[Data records]

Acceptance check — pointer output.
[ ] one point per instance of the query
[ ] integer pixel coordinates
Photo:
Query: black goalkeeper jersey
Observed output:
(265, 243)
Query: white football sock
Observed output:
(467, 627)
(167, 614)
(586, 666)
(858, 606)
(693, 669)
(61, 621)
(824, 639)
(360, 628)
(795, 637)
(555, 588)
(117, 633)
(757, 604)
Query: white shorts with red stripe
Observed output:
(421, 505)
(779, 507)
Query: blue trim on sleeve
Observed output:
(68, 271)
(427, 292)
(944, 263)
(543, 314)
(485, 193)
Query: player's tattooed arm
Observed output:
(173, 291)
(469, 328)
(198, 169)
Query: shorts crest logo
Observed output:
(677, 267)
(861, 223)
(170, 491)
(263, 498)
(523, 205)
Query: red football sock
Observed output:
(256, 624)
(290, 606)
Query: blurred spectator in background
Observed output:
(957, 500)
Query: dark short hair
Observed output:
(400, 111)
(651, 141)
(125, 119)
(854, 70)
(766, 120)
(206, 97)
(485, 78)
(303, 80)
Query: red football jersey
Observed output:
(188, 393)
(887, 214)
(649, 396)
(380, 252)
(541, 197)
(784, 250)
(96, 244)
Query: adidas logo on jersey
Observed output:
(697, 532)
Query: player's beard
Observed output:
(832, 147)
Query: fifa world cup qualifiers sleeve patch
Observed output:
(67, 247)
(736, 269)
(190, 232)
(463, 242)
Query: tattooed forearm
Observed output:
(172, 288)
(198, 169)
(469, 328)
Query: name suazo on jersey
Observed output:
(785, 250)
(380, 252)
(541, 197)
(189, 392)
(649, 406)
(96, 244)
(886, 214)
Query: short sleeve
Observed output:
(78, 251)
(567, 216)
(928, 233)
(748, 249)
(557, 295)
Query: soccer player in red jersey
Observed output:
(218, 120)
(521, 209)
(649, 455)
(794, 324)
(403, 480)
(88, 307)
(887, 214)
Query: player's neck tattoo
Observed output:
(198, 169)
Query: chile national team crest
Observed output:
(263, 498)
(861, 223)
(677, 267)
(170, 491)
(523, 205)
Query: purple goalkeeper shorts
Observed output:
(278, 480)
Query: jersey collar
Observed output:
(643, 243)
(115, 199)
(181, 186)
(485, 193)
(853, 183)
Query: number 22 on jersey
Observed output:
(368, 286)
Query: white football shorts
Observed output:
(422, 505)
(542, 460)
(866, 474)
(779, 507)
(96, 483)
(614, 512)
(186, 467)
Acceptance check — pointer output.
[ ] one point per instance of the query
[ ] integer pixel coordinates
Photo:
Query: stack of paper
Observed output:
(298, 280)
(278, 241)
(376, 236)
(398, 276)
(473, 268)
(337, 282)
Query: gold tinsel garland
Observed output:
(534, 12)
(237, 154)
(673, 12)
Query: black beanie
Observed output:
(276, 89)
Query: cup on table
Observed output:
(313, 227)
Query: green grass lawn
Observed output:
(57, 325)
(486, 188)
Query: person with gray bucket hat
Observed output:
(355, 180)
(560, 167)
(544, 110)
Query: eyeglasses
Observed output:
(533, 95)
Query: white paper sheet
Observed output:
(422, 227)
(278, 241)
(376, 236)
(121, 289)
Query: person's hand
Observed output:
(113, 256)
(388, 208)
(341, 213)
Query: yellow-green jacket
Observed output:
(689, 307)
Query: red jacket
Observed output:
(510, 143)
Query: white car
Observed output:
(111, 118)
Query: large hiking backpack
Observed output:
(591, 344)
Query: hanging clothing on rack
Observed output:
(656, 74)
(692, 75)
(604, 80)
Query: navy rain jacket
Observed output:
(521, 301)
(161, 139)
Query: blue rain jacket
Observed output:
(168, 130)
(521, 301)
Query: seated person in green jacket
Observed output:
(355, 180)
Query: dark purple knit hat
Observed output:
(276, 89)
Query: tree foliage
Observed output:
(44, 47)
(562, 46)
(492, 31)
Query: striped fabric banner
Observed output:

§ Goal
Swap "Observed output" for "Predicted points" everywhere in the records above and leave every other line unchanged.

§ Task result
Acceptance check — pointer output.
[ ] one point per instance of the query
[ ] integer pixel coordinates
Photo:
Query: black goalkeeper jersey
Predicted points:
(265, 243)
Query: white football sock
Predicted points:
(467, 627)
(167, 614)
(586, 666)
(858, 606)
(693, 669)
(61, 621)
(824, 639)
(360, 628)
(795, 637)
(555, 588)
(117, 633)
(757, 604)
Query: white shorts with red stripe
Predicted points:
(421, 505)
(779, 507)
Query: blue trim on sleeve
Predicted points:
(68, 271)
(427, 292)
(944, 263)
(543, 314)
(485, 193)
Query: player's tattooed arm
Predicted points:
(173, 291)
(469, 328)
(198, 169)
Query: shorts crest logo
Predicted points:
(677, 267)
(861, 223)
(170, 491)
(263, 498)
(523, 205)
Query: red football sock
Predicted points:
(256, 624)
(290, 606)
Query: blurred spectator in background
Predicted points:
(957, 500)
Query: dark short hair
Predicted points:
(400, 111)
(651, 141)
(125, 119)
(854, 70)
(766, 120)
(206, 97)
(485, 78)
(303, 80)
Query: red football jersey
Predicted points:
(188, 393)
(887, 214)
(649, 396)
(380, 252)
(541, 197)
(784, 250)
(96, 244)
Query: adidas logo on jersey
Predicted points:
(697, 532)
Query: player's beard
Predicted points:
(832, 147)
Query: fifa world cup qualifiers sleeve patch
Predicted points:
(67, 247)
(736, 269)
(190, 232)
(463, 242)
Query: tattooed forearm
Predicted points:
(172, 288)
(198, 169)
(469, 328)
Query: name suazo on jersey
Predicted points:
(785, 250)
(380, 252)
(541, 197)
(189, 392)
(649, 406)
(96, 244)
(886, 214)
Query: short sleeve
Predicted points:
(78, 251)
(567, 216)
(928, 233)
(748, 249)
(557, 295)
Query: soccer player in red jersey
Predicted points:
(218, 120)
(521, 209)
(649, 455)
(794, 324)
(403, 480)
(88, 307)
(887, 214)
Query: player's neck tattoo
Predicted points:
(198, 169)
Query: chile national team crest
Predicted points:
(263, 498)
(861, 223)
(677, 267)
(170, 491)
(523, 205)
Query: purple goalkeeper shorts
Predicted points:
(278, 480)
Query: jersey collar
Predicted points:
(643, 243)
(115, 199)
(181, 186)
(485, 193)
(853, 183)
Query: number 22 on jersey
Predicted points:
(368, 286)
Query: white football shorts
Predicted points:
(422, 505)
(542, 460)
(866, 474)
(779, 507)
(96, 483)
(614, 512)
(186, 467)
Acceptance check — pointer output.
[ ] one point per instance of the query
[ ] integer pixel coordinates
Photo:
Query: stack of paper
Predicted points:
(298, 280)
(278, 241)
(376, 236)
(398, 276)
(473, 268)
(337, 282)
Query: gold tinsel garland
Predicted points:
(534, 12)
(237, 154)
(673, 12)
Query: black beanie
Predicted points:
(276, 89)
Query: cup on table
Predicted points:
(313, 227)
Query: green grass lawn
Predicted points:
(57, 325)
(486, 188)
Query: person with gray bucket hat
Predicted points:
(355, 180)
(560, 167)
(544, 110)
Query: eyeglasses
Predicted points:
(533, 95)
Query: white paper sheet
Predicted points:
(422, 227)
(278, 241)
(376, 236)
(121, 289)
Query: person's hand
Predicted points:
(113, 256)
(388, 208)
(341, 213)
Query: yellow-green jacket
Predicted points:
(689, 307)
Query: red jacket
Predicted points:
(510, 143)
Query: white car
Predicted points:
(111, 118)
Query: large hiking backpack
Predicted points:
(591, 344)
Query: hanging clothing on rack
Predicted points:
(656, 74)
(692, 75)
(604, 80)
Query: navy rain jacket
Predicted points:
(521, 301)
(161, 139)
Query: blue rain jacket
Predicted points:
(168, 130)
(521, 301)
Query: seated person in green jacket
Predicted points:
(355, 180)
Query: dark purple knit hat
Predicted points:
(276, 89)
Query: tree foliage
Predicted points:
(44, 47)
(562, 46)
(492, 31)
Query: striped fabric banner
Predicted points:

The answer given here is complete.